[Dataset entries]

-=-=-

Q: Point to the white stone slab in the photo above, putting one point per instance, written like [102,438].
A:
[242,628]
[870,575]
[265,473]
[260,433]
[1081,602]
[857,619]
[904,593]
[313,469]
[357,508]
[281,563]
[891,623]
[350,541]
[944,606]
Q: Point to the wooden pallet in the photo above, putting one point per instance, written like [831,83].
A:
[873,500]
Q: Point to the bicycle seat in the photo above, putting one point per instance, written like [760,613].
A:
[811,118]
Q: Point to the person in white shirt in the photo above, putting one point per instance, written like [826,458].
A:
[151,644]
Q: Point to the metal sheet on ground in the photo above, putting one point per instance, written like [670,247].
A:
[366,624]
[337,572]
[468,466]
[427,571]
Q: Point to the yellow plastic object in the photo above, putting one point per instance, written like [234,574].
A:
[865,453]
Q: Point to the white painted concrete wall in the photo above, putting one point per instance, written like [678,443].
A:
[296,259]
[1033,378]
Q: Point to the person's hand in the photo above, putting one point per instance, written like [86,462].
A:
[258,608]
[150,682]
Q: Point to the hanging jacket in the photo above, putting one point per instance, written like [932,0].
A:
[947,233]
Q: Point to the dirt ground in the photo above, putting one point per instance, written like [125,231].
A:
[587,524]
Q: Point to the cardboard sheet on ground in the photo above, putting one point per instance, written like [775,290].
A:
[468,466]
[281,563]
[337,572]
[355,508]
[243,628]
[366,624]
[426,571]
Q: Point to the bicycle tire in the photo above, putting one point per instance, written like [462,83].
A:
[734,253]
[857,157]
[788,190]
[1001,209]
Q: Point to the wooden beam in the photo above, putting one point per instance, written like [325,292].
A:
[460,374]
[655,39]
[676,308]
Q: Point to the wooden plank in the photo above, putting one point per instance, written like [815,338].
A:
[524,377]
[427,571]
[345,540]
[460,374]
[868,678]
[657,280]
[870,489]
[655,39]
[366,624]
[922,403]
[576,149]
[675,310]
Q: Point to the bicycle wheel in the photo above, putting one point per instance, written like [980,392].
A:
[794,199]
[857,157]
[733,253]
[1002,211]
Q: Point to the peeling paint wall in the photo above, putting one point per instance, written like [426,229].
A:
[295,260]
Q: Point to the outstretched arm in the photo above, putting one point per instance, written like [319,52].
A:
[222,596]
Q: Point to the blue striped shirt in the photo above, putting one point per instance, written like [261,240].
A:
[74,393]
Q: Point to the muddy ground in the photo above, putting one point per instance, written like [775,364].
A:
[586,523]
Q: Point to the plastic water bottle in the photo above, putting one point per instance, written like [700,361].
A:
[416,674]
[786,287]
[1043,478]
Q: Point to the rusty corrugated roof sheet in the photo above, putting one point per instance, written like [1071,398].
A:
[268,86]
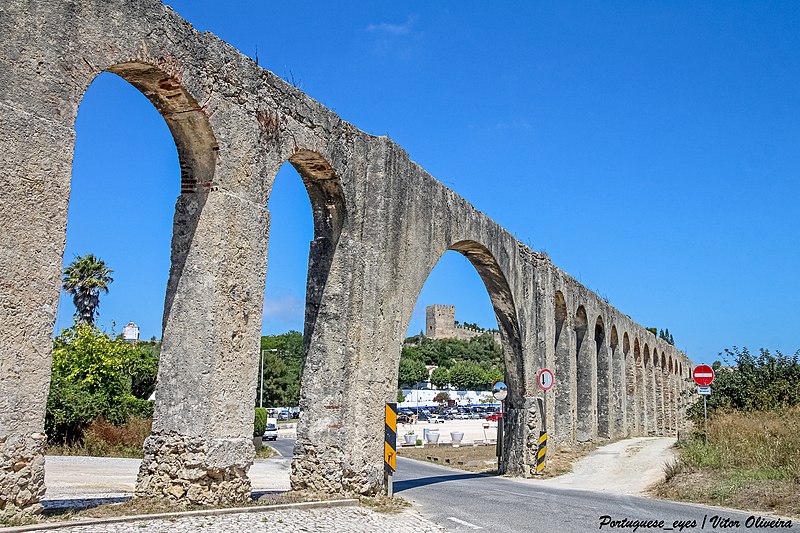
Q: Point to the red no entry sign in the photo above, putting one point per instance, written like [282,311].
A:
[703,375]
[546,379]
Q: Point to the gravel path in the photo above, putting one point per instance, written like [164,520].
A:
[625,467]
[350,519]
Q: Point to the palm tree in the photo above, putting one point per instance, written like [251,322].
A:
[85,278]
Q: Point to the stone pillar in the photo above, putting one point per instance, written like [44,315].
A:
[652,402]
[586,423]
[618,390]
[201,446]
[36,147]
[604,388]
[632,392]
[658,377]
[521,438]
[564,389]
[644,394]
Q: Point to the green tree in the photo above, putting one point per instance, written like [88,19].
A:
[748,382]
[284,360]
[85,278]
[93,376]
[411,372]
[441,397]
[467,375]
[259,422]
[665,335]
[440,377]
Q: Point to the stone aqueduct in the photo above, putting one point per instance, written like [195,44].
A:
[381,223]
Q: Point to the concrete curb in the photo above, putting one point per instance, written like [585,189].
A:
[180,514]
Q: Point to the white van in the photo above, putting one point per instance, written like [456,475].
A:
[271,433]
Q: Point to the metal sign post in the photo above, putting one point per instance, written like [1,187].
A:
[500,391]
[703,375]
[390,447]
[546,380]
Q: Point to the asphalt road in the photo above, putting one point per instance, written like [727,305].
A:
[285,447]
[461,501]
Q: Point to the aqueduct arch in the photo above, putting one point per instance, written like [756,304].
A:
[380,221]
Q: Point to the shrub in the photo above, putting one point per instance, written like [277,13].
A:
[762,382]
[93,376]
[260,422]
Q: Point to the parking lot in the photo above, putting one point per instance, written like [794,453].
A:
[474,431]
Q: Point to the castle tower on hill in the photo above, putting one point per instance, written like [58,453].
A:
[440,323]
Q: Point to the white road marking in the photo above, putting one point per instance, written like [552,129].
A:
[463,523]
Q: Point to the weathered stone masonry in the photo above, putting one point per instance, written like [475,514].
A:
[381,225]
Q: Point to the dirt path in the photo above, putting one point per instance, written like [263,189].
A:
[625,467]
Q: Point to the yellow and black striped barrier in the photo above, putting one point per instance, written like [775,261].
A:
[390,442]
[541,452]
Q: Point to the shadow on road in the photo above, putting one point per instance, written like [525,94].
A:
[400,486]
[61,506]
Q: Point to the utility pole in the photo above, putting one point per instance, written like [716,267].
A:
[261,376]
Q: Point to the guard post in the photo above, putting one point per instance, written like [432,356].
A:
[390,446]
[546,380]
[500,391]
[541,451]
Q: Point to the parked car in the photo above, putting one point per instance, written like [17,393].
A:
[271,433]
[436,419]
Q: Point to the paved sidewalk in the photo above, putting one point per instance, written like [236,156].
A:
[350,519]
[81,481]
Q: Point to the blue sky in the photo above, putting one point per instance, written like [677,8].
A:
[651,148]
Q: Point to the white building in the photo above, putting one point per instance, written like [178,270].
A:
[130,332]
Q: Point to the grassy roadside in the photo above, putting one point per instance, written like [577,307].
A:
[751,462]
[104,439]
[483,459]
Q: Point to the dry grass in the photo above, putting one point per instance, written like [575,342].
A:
[104,439]
[144,506]
[483,459]
[478,459]
[384,504]
[265,452]
[751,461]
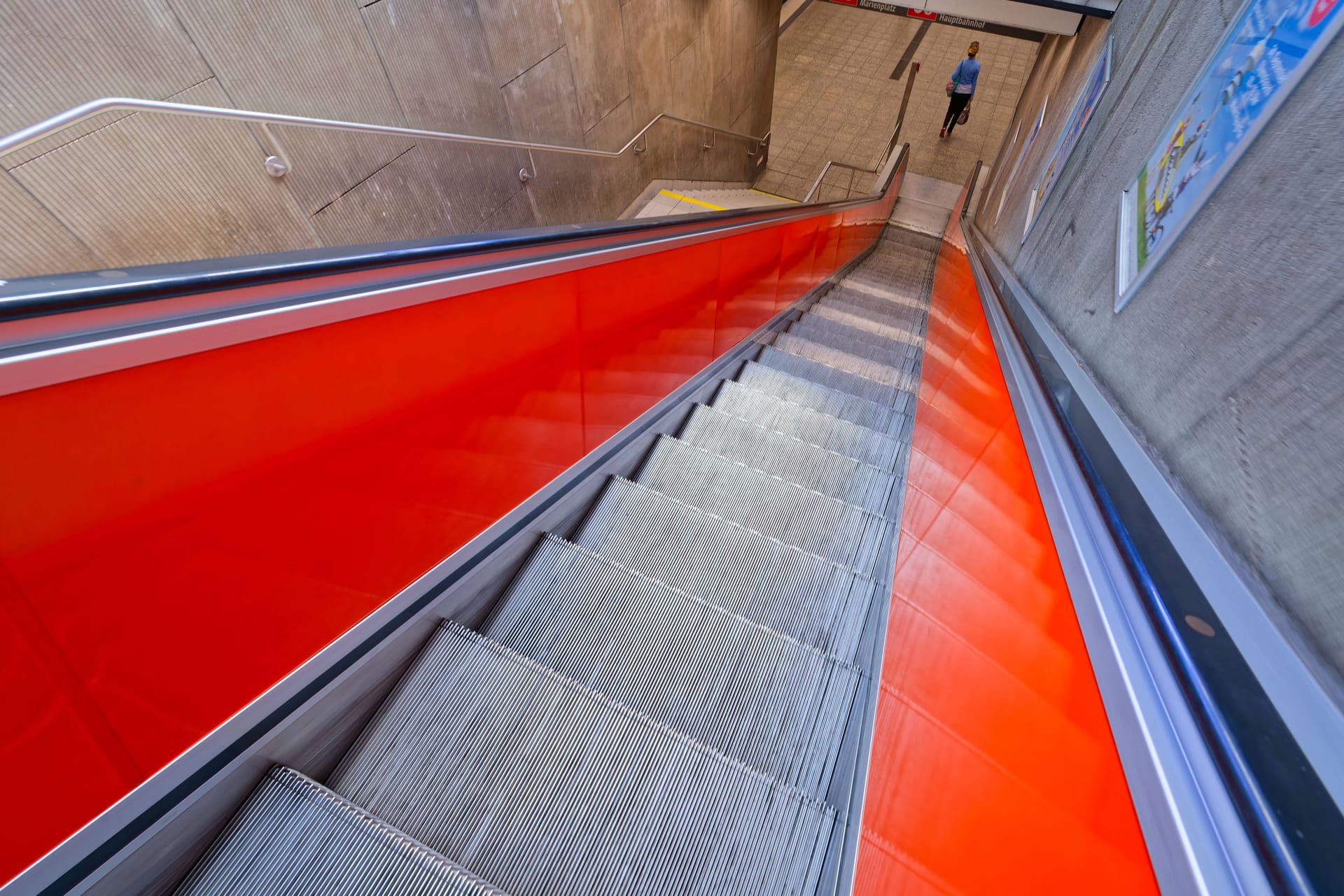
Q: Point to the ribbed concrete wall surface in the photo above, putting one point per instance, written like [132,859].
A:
[141,188]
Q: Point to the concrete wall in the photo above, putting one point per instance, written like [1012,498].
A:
[134,190]
[1228,359]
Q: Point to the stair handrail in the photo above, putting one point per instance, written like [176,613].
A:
[886,153]
[279,164]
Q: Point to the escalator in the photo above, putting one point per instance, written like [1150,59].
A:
[768,551]
[660,703]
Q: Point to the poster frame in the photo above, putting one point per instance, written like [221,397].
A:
[1126,218]
[1035,202]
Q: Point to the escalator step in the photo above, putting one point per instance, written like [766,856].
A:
[886,305]
[894,295]
[809,324]
[818,331]
[808,465]
[808,425]
[296,837]
[904,272]
[890,377]
[809,520]
[545,786]
[792,387]
[851,316]
[904,327]
[799,594]
[739,688]
[834,378]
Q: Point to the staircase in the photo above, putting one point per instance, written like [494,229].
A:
[660,703]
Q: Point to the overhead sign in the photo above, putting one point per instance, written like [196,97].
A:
[1264,54]
[1074,127]
[1104,8]
[946,18]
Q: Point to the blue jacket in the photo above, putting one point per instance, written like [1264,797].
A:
[967,76]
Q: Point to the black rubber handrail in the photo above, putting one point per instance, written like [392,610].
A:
[85,290]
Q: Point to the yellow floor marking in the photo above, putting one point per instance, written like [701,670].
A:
[774,197]
[694,202]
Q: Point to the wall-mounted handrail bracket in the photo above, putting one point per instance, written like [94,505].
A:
[277,162]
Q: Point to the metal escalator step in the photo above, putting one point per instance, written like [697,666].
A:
[809,520]
[543,786]
[819,397]
[746,691]
[853,316]
[863,307]
[834,378]
[295,837]
[857,365]
[897,295]
[812,323]
[793,460]
[816,331]
[803,596]
[906,266]
[808,425]
[889,311]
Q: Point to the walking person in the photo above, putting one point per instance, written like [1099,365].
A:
[961,88]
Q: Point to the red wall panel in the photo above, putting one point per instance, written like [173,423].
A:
[176,538]
[993,767]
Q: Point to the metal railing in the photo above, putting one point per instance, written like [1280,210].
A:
[971,187]
[279,163]
[886,153]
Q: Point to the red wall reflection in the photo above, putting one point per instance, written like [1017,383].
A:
[993,767]
[176,538]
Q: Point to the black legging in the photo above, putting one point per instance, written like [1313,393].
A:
[955,105]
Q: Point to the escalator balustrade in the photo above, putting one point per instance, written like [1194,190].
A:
[657,704]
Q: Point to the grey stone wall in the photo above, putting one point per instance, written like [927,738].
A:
[141,188]
[1228,360]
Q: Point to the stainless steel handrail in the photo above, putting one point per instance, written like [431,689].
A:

-=-=-

• _YOUR ASSIGNMENT_
Retype exactly, and only, the lines above from the one where "Q: Point to the metal sheet" occurs up to and including the one where "Q: Point to the person's" occurs.

• _RESPONSE BOX_
Q: Point to the metal sheet on ground in the photo above, putting one point per instance, written like [670,247].
A:
[366,624]
[337,572]
[468,466]
[427,571]
Q: Point to the yellow plastic object in the photo above, putting one point per instance, written like [234,574].
A:
[865,453]
Q: Point to the white painted concrete wall in the photo above, putting one point per instance, written like [678,443].
A:
[296,259]
[1033,378]
Q: Point to the person's hand in the photo above, putting one point per instance, written like [86,462].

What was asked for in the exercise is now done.